Tally the lines in the rows below that contain the string "water", with case counting. Reply with the number alone.

[START Provided material]

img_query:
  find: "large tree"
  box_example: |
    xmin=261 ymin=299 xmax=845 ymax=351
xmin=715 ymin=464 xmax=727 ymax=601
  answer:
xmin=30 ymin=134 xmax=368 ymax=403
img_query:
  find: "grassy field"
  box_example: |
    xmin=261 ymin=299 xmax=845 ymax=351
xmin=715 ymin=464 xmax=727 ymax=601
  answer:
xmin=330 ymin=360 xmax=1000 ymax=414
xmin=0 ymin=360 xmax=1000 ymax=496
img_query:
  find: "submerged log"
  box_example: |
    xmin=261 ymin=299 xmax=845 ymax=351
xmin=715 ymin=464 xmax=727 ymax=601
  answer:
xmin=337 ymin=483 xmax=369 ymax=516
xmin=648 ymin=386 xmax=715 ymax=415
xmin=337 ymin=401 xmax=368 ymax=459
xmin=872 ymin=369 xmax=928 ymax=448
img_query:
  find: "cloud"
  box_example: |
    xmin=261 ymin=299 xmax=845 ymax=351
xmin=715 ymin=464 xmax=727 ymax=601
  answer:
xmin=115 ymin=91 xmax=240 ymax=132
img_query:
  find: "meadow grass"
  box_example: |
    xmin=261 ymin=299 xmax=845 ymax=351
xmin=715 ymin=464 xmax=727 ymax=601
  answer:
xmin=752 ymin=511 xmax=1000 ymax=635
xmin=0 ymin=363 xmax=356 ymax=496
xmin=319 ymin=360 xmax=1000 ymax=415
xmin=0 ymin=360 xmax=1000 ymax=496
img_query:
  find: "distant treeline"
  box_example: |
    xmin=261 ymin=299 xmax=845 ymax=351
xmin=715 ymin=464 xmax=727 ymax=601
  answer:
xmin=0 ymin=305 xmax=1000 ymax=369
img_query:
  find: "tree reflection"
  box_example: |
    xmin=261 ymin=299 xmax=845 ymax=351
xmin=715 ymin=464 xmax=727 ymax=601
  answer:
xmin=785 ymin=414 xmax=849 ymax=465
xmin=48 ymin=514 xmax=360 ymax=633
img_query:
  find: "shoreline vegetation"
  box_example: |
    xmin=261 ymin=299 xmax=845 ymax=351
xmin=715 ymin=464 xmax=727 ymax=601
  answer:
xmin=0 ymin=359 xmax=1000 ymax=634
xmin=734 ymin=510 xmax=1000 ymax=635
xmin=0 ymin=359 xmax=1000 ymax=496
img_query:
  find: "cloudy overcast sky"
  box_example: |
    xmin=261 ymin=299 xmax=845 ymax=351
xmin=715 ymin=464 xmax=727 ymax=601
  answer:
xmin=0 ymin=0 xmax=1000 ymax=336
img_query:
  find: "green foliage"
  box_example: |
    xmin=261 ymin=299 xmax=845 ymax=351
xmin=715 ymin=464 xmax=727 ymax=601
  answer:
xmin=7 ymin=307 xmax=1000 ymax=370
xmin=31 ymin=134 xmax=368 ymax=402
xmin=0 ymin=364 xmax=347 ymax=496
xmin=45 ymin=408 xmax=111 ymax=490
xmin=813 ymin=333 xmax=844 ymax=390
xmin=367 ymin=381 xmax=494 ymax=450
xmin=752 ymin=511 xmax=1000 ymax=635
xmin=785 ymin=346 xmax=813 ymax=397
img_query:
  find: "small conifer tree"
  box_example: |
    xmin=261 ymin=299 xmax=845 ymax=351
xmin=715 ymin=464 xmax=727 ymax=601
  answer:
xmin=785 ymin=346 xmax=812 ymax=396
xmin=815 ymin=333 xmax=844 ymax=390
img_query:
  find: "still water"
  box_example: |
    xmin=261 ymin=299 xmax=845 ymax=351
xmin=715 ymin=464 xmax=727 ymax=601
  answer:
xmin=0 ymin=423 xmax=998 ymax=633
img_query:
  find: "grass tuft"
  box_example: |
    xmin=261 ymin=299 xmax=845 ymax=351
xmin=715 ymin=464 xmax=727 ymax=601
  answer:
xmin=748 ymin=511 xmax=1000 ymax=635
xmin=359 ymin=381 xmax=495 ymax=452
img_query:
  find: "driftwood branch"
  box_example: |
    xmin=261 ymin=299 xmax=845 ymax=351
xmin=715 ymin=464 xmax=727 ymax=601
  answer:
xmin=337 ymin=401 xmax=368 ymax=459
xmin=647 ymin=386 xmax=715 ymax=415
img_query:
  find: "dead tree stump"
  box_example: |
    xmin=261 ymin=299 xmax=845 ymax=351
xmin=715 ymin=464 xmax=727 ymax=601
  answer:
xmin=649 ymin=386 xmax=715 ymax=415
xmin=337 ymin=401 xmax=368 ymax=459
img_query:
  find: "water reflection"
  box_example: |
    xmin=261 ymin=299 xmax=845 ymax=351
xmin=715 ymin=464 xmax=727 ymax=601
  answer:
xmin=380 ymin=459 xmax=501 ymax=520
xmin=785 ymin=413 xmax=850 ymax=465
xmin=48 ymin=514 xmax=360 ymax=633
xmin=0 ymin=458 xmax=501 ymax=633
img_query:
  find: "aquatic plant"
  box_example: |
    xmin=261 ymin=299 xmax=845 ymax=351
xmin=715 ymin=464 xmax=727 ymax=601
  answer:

[END Provided material]

- The answer: 2